Document>
How will I feel if I reach my goal this week?: I will feel great! I’m only 11.25 lbs away from my next milestone and I would be so excited if I had a great number this week to subtract from that.

How will I feel if I don’t reach my goal this week?: I would feel lazy and ungrateful for the opportunity. It may be a long way off now, but time is still ticking away and November will be here before I know it.

Total weight loss: 18.35

Monday, April 8, 2013

Week 13: April 8 Weigh-In

Food column: 5 stickers and 2 Fs. FAIL. One day I didn’t plan as well as I should have. The other day, we went to a buffet and I was thinking there would be plenty of good choices too. There was, but having all of those bad choices at my fingertips proved too much for me. Although, there were some little wins. I picked a cupcake and they all had a ton of frosting on them. When I started eating it though, I discovered the actual cake part was nearly tasteless and the frosting tasted like shortening. I only had one bite and didn’t eat the rest of it. I tried another dessert and found that after the first bite, it was too sugary and I didn’t eat the rest of it either. It’s interesting how the body’s tastes change when you start giving it what it needs vs. what will simply fill it up.

Exercise column: 6 stickers and 1 F. FAIL. The F this week was more of a scheduling issue. The room I have the elliptical in was occupied for part of the day. Unfortunately, it was the part of the day where I would have been able to exercise so it didn’t work out.

I have decided to up the distance I exercise daily by ¼ of a mile. It’s time. The distance I have been doing is getting easier and I need to keep it challenging.

Water column: All stickers. PASS! I have decided to make my requirement 96 oz minimum instead of 64 oz. I find that even if I get 64 oz a day, I still feel like I’m dehydrated. As always, I will adjust again if needed, but I feel comfortable with this change.

Material for the task>
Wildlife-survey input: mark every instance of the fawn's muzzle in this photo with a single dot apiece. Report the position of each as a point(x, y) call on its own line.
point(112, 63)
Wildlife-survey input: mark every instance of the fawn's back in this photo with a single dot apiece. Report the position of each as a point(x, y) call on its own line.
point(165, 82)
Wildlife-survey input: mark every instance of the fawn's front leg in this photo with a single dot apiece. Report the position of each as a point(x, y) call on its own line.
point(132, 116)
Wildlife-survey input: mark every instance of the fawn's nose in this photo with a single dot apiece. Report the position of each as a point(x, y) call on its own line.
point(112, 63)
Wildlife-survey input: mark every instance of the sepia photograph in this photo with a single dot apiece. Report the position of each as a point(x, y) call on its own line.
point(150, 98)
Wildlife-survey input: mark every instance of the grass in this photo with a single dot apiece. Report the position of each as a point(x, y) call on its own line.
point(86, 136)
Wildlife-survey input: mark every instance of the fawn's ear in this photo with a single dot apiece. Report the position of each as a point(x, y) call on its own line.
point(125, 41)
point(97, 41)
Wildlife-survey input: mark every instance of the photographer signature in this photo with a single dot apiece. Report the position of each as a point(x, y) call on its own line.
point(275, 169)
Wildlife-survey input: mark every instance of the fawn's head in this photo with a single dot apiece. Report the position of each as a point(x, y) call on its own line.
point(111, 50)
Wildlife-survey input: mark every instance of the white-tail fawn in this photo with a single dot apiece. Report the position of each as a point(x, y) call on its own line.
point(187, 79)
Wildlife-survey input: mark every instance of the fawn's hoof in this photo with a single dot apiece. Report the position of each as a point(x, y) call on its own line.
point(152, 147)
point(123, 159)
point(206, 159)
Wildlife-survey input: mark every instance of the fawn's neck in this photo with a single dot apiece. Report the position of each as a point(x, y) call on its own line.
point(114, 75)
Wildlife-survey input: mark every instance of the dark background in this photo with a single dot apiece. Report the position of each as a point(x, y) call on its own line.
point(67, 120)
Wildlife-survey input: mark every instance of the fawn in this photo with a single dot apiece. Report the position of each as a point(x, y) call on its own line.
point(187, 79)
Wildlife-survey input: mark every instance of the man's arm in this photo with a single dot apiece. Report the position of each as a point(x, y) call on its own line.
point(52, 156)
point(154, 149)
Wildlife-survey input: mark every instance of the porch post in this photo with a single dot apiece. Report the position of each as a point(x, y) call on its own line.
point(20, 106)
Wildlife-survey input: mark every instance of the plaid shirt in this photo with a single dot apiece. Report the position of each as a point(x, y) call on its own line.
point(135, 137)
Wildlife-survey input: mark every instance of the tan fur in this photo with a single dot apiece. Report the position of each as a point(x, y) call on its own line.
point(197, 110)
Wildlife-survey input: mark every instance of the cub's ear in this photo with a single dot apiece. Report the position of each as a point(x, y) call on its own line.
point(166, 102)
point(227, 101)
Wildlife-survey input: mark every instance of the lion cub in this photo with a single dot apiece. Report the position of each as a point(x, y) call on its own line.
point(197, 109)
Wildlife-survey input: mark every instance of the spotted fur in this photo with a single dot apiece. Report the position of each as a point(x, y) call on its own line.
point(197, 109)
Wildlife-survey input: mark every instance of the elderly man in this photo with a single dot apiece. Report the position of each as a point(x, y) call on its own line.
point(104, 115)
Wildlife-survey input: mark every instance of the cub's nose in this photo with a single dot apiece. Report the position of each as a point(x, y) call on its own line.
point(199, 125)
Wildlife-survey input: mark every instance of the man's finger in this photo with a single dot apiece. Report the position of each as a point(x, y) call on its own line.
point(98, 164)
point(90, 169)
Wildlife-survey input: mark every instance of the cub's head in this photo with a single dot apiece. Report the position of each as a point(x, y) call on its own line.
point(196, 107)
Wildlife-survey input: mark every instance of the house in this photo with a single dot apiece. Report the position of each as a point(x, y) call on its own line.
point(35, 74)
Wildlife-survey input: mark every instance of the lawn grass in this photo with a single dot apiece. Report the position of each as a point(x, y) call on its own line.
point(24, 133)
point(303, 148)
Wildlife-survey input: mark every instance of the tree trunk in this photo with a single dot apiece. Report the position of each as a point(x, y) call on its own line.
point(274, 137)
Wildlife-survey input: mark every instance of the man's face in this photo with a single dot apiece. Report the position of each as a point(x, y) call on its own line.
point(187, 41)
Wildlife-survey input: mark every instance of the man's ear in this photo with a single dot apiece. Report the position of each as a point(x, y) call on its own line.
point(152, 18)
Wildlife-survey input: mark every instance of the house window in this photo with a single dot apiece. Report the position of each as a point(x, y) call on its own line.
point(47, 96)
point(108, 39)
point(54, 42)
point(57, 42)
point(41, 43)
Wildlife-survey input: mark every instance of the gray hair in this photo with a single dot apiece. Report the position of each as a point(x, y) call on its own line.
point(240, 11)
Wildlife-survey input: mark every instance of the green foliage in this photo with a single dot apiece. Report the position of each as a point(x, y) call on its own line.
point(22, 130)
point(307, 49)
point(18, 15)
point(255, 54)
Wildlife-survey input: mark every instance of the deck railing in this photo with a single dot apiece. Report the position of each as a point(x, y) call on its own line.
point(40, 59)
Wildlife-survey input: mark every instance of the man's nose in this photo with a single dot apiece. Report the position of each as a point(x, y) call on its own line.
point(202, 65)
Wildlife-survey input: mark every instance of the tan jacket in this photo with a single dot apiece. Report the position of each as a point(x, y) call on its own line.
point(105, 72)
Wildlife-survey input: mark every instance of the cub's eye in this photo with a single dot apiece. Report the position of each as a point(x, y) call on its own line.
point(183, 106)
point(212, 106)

Aim A> Reproduce the weigh-in post verbatim, starting at "Food column: 5" and ending at "fill it up.".
Aim B> In the records, take the lines starting at the one containing "Wildlife-survey input: mark every instance of the man's finger" and ending at the one containing "point(196, 107)", and rewrite them with "single dot" changed to "single marker" and nothing else altered. Return only those lines.

Final answer A>
Food column: 5 stickers and 2 Fs. FAIL. One day I didn’t plan as well as I should have. The other day, we went to a buffet and I was thinking there would be plenty of good choices too. There was, but having all of those bad choices at my fingertips proved too much for me. Although, there were some little wins. I picked a cupcake and they all had a ton of frosting on them. When I started eating it though, I discovered the actual cake part was nearly tasteless and the frosting tasted like shortening. I only had one bite and didn’t eat the rest of it. I tried another dessert and found that after the first bite, it was too sugary and I didn’t eat the rest of it either. It’s interesting how the body’s tastes change when you start giving it what it needs vs. what will simply fill it up.

Final answer B>
Wildlife-survey input: mark every instance of the man's finger in this photo with a single marker apiece. Report the position of each as a point(x, y) call on its own line.
point(98, 164)
point(90, 169)
Wildlife-survey input: mark every instance of the cub's head in this photo with a single marker apiece. Report the position of each as a point(x, y) call on its own line.
point(196, 107)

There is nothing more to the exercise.